This exercise calls for an exact transcription. Set down every record below.

(Source records)
--- START ---
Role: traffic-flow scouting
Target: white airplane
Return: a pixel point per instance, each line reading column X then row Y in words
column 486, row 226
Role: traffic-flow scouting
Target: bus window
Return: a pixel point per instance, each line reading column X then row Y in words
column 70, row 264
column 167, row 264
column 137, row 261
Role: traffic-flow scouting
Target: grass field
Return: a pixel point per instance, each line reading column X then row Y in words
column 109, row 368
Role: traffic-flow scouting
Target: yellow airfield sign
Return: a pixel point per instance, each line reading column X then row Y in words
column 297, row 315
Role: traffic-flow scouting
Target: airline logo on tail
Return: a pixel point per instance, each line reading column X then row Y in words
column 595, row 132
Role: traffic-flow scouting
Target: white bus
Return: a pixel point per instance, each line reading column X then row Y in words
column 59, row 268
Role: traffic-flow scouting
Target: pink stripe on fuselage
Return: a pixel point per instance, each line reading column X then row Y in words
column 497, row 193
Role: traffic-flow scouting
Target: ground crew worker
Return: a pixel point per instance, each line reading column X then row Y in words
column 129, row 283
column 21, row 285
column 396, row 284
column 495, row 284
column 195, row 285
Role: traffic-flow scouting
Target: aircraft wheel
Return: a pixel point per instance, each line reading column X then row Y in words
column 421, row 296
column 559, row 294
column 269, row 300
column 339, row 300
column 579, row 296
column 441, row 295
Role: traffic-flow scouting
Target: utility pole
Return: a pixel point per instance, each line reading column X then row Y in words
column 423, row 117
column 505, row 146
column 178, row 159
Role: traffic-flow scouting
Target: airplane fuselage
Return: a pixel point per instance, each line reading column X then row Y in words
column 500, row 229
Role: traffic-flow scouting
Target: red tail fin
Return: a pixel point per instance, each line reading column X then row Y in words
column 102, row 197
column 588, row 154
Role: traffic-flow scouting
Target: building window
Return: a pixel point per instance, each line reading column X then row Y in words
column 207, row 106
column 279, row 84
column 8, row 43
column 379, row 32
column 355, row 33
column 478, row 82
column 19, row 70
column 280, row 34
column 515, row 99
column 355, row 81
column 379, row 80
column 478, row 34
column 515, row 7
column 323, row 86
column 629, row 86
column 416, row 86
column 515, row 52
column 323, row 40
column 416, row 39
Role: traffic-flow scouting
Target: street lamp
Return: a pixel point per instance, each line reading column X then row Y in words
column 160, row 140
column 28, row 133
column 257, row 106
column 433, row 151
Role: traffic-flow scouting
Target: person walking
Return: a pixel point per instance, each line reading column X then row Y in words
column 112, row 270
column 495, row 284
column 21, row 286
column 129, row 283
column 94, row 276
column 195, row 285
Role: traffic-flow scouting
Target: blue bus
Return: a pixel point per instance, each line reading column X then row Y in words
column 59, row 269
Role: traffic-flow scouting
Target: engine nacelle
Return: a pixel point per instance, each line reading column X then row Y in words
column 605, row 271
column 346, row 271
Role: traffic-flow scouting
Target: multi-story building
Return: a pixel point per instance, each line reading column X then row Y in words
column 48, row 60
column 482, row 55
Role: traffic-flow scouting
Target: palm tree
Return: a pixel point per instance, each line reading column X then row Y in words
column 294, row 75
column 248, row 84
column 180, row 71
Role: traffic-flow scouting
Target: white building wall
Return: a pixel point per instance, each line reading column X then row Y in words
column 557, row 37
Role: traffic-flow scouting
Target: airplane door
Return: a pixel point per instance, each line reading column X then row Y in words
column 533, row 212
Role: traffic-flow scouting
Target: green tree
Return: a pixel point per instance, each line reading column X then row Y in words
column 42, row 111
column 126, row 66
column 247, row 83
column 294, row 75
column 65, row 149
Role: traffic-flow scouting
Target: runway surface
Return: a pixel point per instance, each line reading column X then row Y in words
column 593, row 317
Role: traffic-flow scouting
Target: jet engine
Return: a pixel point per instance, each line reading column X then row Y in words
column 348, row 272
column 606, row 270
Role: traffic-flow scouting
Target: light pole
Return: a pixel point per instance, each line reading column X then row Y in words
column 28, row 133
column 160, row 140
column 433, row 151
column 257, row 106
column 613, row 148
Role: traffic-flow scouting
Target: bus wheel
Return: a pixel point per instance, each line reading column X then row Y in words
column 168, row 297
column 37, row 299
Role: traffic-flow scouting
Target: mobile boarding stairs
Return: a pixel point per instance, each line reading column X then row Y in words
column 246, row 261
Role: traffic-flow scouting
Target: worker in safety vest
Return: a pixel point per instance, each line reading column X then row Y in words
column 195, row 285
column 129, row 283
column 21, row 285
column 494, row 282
--- END ---
*Result of this exercise*
Role: traffic-flow scouting
Target: white airplane
Return: a pixel point per instance, each line reading column X then row Y in words
column 486, row 226
Role: traffic-flow scouting
Target: bus window
Return: a pixel point per instance, each line reading column X then row Y in words
column 70, row 264
column 167, row 264
column 137, row 261
Role: traffic-flow scouting
Target: grass field
Return: a pixel point per instance, each line reading column X then row Y in words
column 109, row 368
Role: traffic-flow scouting
Target: yellow airfield sign
Return: a pixel point per instance, each line reading column X then row Y in words
column 297, row 315
Role: traffic-flow scouting
Target: airline logo on tail
Return: a pixel point per instance, each line reading column X then row Y in words
column 595, row 132
Role: traffic-flow scouting
Target: white bus
Return: a pixel point per instance, each line reading column X then row Y in words
column 59, row 268
Role: traffic-flow scouting
Target: pink stripe on fuselage
Return: a pixel point per instance, each line reading column X then row Y in words
column 497, row 193
Role: traffic-flow scouting
Target: ground crew worker
Return: a pixel point per instance, each line reading column X then row Y in words
column 129, row 283
column 21, row 285
column 396, row 284
column 495, row 284
column 195, row 285
Role: traffic-flow scouting
Target: aircraft wheel
Return: a pixel point per instance, each line reading column X then row Y in words
column 421, row 296
column 559, row 294
column 269, row 300
column 339, row 300
column 579, row 296
column 441, row 295
Role: traffic-flow scouting
Target: utility pole
Return: a pixel point per instance, each line reading column X then row Y in words
column 423, row 117
column 505, row 146
column 178, row 159
Role: traffic-flow scouting
Target: airplane fuselage
Return: a pixel point per instance, each line reading column X then row Y in words
column 500, row 229
Role: traffic-flow scouting
Target: red tail fin
Return: a pixel point per instance, each line reading column X then row Y in words
column 102, row 197
column 588, row 154
Role: traffic-flow scouting
Target: building window
Return: a pixel point per instance, each line reading column X then row Y in words
column 207, row 106
column 279, row 84
column 8, row 43
column 379, row 32
column 355, row 33
column 478, row 82
column 19, row 70
column 280, row 34
column 515, row 99
column 355, row 81
column 379, row 80
column 478, row 34
column 515, row 7
column 323, row 86
column 629, row 86
column 416, row 86
column 515, row 52
column 323, row 40
column 416, row 39
Role: traffic-flow scouting
Target: street lamp
Return: a pixel point per instance, each line reading column X then row Y in words
column 160, row 140
column 28, row 133
column 257, row 106
column 433, row 151
Role: traffic-flow scouting
Target: person walking
Return: a pixel point per instance, each line reading column X then row Y in words
column 112, row 270
column 495, row 284
column 21, row 286
column 129, row 283
column 94, row 276
column 195, row 285
Role: traffic-flow scouting
Target: blue bus
Return: a pixel point per instance, each line reading column X then row Y in words
column 59, row 269
Role: traffic-flow scouting
Target: engine nacelle
Return: a pixel point per instance, each line reading column X then row Y in words
column 605, row 271
column 346, row 271
Role: traffic-flow scouting
Target: multi-story building
Return: a pixel point per instance, each line reading column X then row Y in words
column 48, row 60
column 482, row 55
Role: traffic-flow scouting
Target: palm tree
Return: a pixel point per instance, each line reading column X then row Y in words
column 294, row 75
column 248, row 84
column 180, row 71
Role: traffic-flow scouting
Target: white building wall
Return: a pixel point per instance, each line reading column X then row Y in words
column 557, row 37
Role: traffic-flow scouting
Target: airplane door
Return: a pixel point per instance, each line reading column X then row Y in words
column 533, row 212
Role: traffic-flow scouting
Target: green tree
Return: a pixel point per instance, each line reading column X then row Y in words
column 42, row 111
column 126, row 66
column 247, row 83
column 294, row 75
column 65, row 149
Role: traffic-flow scouting
Target: runway surface
Return: a pixel point per instance, each line reading column X then row Y in words
column 593, row 317
Role: traffic-flow scouting
Target: jet engine
Return: a pixel point per instance, each line reading column X then row Y in words
column 348, row 272
column 606, row 270
Role: traffic-flow scouting
Target: light pole
Return: a pixel point per instance, each line reading column X then row Y in words
column 28, row 133
column 160, row 140
column 433, row 151
column 257, row 106
column 613, row 148
Role: traffic-flow scouting
Target: bus wheel
Return: a pixel point per instance, each line reading column X then row Y in words
column 168, row 297
column 37, row 299
Role: traffic-flow scouting
Target: mobile boarding stairs
Return: a pixel point per instance, each line reading column X then row Y in words
column 246, row 261
Role: traffic-flow scouting
Target: worker in safety vest
Return: a pixel point per instance, each line reading column X then row Y in words
column 195, row 285
column 129, row 283
column 21, row 285
column 494, row 282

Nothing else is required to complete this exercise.